_Passage_:

=-=-=-=-=

Stern agreed and, later, he gathered NBA Digital executives in a room at the NBA’s Manhattan offices and asked who thought it was a bad idea to make NBA TV a Nielsen-rated network.
Nobody raised a hand, and Stern went with it.
Turner sat down to negotiate financial terms of having NBA TV become a rated network with Nielsen, and it was able to leverage its other networks, like TNT and TBS, into a deal with Nielsen. It’s not known how much the Nielsen deal was worth, but cost was an issue. A league official said it was not an insignificant amount.
The network officially became rated last November. And after a staggeringly successful NBA 2010-11 season capped off by the Dallas Mavericks defeating the Miami Heat for their first NBA title, NBA TV’s decision to avail itself to Nielsen’s rating system is paying off with advertising revenue and viewership exceeding leaguewide expectations.
“The number of viewers was higher than frankly we had expected,” said Bill Koenig, executive vice president of business affairs and general counsel for the NBA. “We thought we could really get to the next level in terms of ad sales and were absolutely right. We appeal to a much broader array [of advertisers] than we expected.”
Viewer numbers aren’t breaking any records and are small by broadcast standards. But Turner and league executives are happy with the 253,000 viewers that NBA TV averaged over 96 regular-season games this season, believing the viewing patterns have been steady.
But executives are more pleased by the channel’s viewer numbers on Tuesday nights, when fans vote on the game NBA TV will show. Those “Fan Night” games averaged 401,000 viewers for 22 games, a 58 percent increase from its other nights and frequently outdrawing competition on better distributed channels like ESPN2 and Versus.
The Tuesday night numbers showed Turner and NBA executives that fans were able to find games on NBA TV.
But the numbers also show that viewership plummeted when NBA TV stopped carrying live games during the playoffs. In the week of April 25, for example, it averaged 271,000 viewers in prime time, paced by an April 27 Grizzlies-Spurs game that averaged 835,000 viewers. The next week, NBA TV had no live game programming and its prime-time average fell to 41,000 viewers. The channel’s most viewed prime-time show that week: a May 5 edition of “NBA Action” that drew 137,000 viewers.

=-=-=-=-=

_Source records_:
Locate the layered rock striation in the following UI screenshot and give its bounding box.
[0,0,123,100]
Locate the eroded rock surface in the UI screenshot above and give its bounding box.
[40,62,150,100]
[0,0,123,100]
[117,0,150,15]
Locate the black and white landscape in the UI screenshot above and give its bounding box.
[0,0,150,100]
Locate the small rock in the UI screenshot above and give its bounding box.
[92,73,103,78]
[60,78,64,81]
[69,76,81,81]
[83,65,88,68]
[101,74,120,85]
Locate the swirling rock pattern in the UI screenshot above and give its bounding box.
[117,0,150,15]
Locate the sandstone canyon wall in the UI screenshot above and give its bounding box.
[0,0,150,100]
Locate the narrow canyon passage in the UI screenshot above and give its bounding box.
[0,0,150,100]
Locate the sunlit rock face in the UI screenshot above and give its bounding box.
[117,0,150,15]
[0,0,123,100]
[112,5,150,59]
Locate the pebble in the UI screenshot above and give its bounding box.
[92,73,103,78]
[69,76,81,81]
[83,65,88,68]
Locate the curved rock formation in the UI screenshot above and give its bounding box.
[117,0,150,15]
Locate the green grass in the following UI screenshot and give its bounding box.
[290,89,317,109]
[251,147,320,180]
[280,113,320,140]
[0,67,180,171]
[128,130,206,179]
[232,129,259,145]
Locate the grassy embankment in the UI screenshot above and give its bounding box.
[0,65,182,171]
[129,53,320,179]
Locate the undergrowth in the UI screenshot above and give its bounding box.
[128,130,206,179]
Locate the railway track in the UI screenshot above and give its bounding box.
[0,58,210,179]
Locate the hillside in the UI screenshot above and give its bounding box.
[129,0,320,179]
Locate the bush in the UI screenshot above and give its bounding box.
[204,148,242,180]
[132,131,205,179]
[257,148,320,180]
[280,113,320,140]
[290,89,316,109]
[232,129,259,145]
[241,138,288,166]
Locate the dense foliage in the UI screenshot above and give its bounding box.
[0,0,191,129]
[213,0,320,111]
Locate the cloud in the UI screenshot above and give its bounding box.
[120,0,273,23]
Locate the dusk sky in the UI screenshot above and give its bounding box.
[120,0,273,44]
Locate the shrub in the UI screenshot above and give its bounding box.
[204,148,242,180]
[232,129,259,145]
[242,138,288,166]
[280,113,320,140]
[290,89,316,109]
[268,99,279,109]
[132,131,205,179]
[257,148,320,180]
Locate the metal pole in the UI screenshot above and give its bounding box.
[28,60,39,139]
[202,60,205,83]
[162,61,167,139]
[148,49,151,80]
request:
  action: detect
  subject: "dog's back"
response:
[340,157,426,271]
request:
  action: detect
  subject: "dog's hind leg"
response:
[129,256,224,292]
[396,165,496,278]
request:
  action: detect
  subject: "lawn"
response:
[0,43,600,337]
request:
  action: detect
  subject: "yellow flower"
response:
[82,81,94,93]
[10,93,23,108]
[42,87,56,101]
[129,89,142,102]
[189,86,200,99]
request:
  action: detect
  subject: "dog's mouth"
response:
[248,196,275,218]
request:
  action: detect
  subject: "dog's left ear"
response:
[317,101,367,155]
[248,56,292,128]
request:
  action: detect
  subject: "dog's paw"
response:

=-=-=-=-=

_Tasks for this exercise_:
• A. Answer these questions using the NBA TV passage:
(i) How many viewers did NBA TV average over its 96 regular-season games?
(ii) Which team won its first NBA title at the end of the 2010-11 season?
(iii) How many viewers did the May 5 edition of "NBA Action" draw?
• B. List every NBA team named in the NBA TV passage.
• C. Extend the NBA TV passage, picking up after its final sentence.

_Expected outputs_:
• A.
(i) 253,000
(ii) The Dallas Mavericks
(iii) 137,000

• B. Dallas Mavericks, Miami Heat, Grizzlies, Spurs

• C.
For the month of May, when NBA TV stopped showing live games, its prime-time viewing average fell below 100,000 viewers to 96,000. During the week of June 6, the last week of the postseason, NBA TV’s prime-time numbers fell even further: Its prime-time average fell to just 56,000, despite an NBA Finals postgame show on June 12 that drew 373,000 viewers after the Mavericks clinched the series against the Heat.
Generally, NBA TV has found that game programming and studio programming — which uses a lot of Turner on-air talent — has drawn good ratings. During the playoffs, NBA TV aired 1,500 hours of pregame and postgame programming, up slightly from the 2009-10 season.
But outside of studio or live game programming, including lifestyle shows and game replays, the network rarely attracts more than 100,000 viewers. That’s where Turner executives say there’s further opportunity to increase viewership.
Still, the average ratings are steady and have translated into more ad dollars. Turner says ad revenue doubled this season, though NBA Digital executives refused to disclose specific revenue figures.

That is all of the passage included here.